§ **Istruzioni e requisiti**: Secondo il documento, a quale condizione un imprenditore assume dipendenti?

§ **Documento**:
|---|

Con il decreto dignità abbiamo visto un altro tentativo di creare posti di lavoro per decreto.
Sono anni, se non decenni, che assistiamo sempre allo stesso sforzo che riappare sotto diverse sembianze: dagli incentivi a chi assume, alla riduzione delle imposte, dalla concessione di particolari agevolazioni a chi tramuta un contratto a tempo in uno definitivo, alle recentissime norme che regolano l’uso dei voucher e del lavoro a termine…
Tutti tentativi anche lodevoli dal punto di vista di soddisfare una delle necessità fondamentali dell’individuo: la sicurezza di avere un lavoro con cui vivere.
Ma sempre destinati al fallimento, perché partono da un presupposto sbagliato: che un imprenditore assuma dipendenti perché ci sono delle facilitazioni.
Un imprenditore assume solo se prevede un aumento del proprio giro d’affari: più lavoro richiede più dipendenti; qualunque siano le facilitazioni o gli incentivi proposti.

|---|

§ **Materiale fornito**:
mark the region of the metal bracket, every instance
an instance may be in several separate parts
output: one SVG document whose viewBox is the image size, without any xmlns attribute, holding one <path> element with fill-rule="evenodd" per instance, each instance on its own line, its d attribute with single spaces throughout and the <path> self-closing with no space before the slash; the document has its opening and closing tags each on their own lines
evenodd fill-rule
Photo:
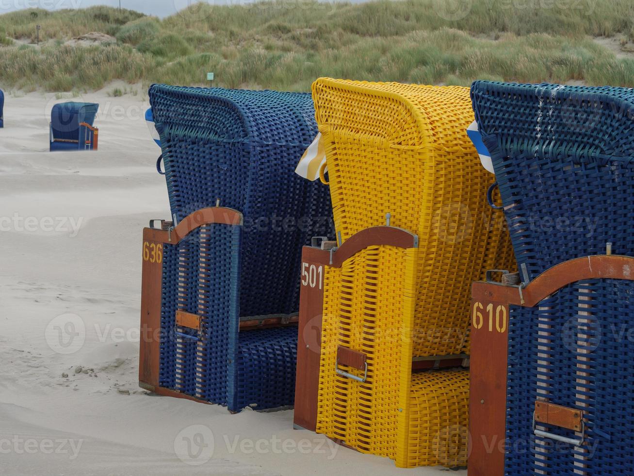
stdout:
<svg viewBox="0 0 634 476">
<path fill-rule="evenodd" d="M 501 281 L 494 281 L 493 279 L 493 273 L 501 273 L 502 274 L 508 274 L 508 270 L 505 269 L 490 269 L 486 272 L 486 277 L 484 278 L 489 284 L 501 284 Z"/>
<path fill-rule="evenodd" d="M 313 248 L 321 248 L 321 243 L 324 241 L 328 241 L 327 236 L 314 236 L 311 238 L 311 246 Z"/>
<path fill-rule="evenodd" d="M 344 377 L 347 377 L 348 378 L 351 378 L 353 380 L 356 380 L 358 382 L 361 382 L 363 383 L 366 380 L 368 380 L 368 362 L 365 362 L 365 372 L 363 377 L 358 377 L 356 375 L 353 375 L 353 374 L 346 372 L 345 370 L 342 370 L 339 368 L 339 359 L 337 359 L 337 362 L 335 362 L 335 371 L 339 375 L 342 375 Z"/>
<path fill-rule="evenodd" d="M 541 437 L 542 438 L 548 438 L 550 440 L 555 440 L 555 441 L 560 441 L 562 443 L 567 443 L 569 444 L 573 445 L 574 446 L 581 446 L 583 444 L 583 442 L 585 440 L 586 436 L 586 423 L 581 419 L 581 438 L 568 438 L 567 437 L 561 436 L 560 435 L 555 435 L 554 433 L 550 433 L 550 432 L 545 432 L 542 430 L 538 430 L 537 425 L 535 423 L 535 412 L 533 413 L 533 432 L 534 433 L 535 436 Z"/>
<path fill-rule="evenodd" d="M 338 248 L 336 246 L 335 248 L 330 248 L 330 264 L 331 266 L 332 266 L 332 255 L 334 254 L 335 251 L 336 251 L 337 249 L 338 249 Z"/>
<path fill-rule="evenodd" d="M 160 223 L 160 226 L 159 226 L 158 228 L 157 228 L 156 227 L 154 226 L 154 223 L 156 223 L 157 221 L 158 221 L 158 223 Z M 155 220 L 150 220 L 149 227 L 150 227 L 150 228 L 153 228 L 155 230 L 162 230 L 163 229 L 163 223 L 165 223 L 165 220 L 159 220 L 158 218 L 156 218 Z"/>
</svg>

|---|

§ **Output esercizio**: Solo se prevede un aumento del proprio giro d'affari.